BEGIN Extracted records

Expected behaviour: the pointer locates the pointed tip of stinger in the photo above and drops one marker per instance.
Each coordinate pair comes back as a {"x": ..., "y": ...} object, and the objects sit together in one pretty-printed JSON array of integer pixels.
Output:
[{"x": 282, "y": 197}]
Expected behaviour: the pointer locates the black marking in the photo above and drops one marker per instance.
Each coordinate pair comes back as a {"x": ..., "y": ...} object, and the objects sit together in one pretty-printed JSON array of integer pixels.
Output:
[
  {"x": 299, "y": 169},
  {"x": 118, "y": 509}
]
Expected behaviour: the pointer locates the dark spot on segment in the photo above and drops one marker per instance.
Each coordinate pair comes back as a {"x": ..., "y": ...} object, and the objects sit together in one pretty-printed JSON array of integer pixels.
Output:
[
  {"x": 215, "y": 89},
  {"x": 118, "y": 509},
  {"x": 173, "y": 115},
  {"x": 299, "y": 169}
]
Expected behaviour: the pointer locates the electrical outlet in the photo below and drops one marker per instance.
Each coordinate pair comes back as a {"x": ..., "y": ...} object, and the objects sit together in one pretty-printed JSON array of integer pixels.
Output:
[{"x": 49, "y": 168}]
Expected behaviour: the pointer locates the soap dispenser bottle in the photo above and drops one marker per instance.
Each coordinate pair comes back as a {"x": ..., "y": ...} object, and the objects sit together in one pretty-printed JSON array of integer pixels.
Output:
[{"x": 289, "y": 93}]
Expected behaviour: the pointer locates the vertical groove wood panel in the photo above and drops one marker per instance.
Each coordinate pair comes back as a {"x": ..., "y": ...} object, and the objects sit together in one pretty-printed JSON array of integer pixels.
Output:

END Extracted records

• What to produce: In full and without alteration, transcribe the listing above.

• Exercise output:
Expected behaviour: the pointer locates the pointed tip of stinger in the photo above and drops one marker per instance.
Each coordinate pair comes back as a {"x": ..., "y": ...} object, and the objects sit together in one pretty-printed JSON array of integer pixels.
Output:
[{"x": 282, "y": 197}]
Expected behaviour: the pointer locates the black marking in the photo above and drops one marker per instance.
Each coordinate pair comes back as a {"x": ..., "y": ...} object, and the objects sit together in one pretty-printed JSON array of integer pixels.
Output:
[
  {"x": 299, "y": 169},
  {"x": 118, "y": 509}
]
Expected behaviour: the pointer locates the dark spot on segment in the photo above and drops one marker per instance.
Each coordinate pair comes back as a {"x": ..., "y": ...} object, and the objects sit together in one pretty-printed JSON array of integer pixels.
Output:
[
  {"x": 215, "y": 89},
  {"x": 118, "y": 509},
  {"x": 173, "y": 115},
  {"x": 299, "y": 169}
]
Expected behaviour: the pointer locates the electrical outlet in the photo below and drops one marker per instance.
Each coordinate pair comes back as a {"x": ..., "y": ...} object, and the objects sit together in one pretty-printed JSON array of integer pixels.
Output:
[{"x": 49, "y": 168}]
Expected behaviour: the pointer locates the soap dispenser bottle in the photo above and drops one marker per instance.
Each coordinate pair comes back as a {"x": ..., "y": ...} object, and the objects sit together in one pretty-printed JSON array of integer pixels.
Output:
[{"x": 289, "y": 93}]
Expected behaviour: the pointer locates the vertical groove wood panel in the photo above and drops one marker per instance.
Each coordinate pair comes back as a {"x": ..., "y": ...} object, and the objects sit together in one pretty-printed JSON array of integer pixels.
Output:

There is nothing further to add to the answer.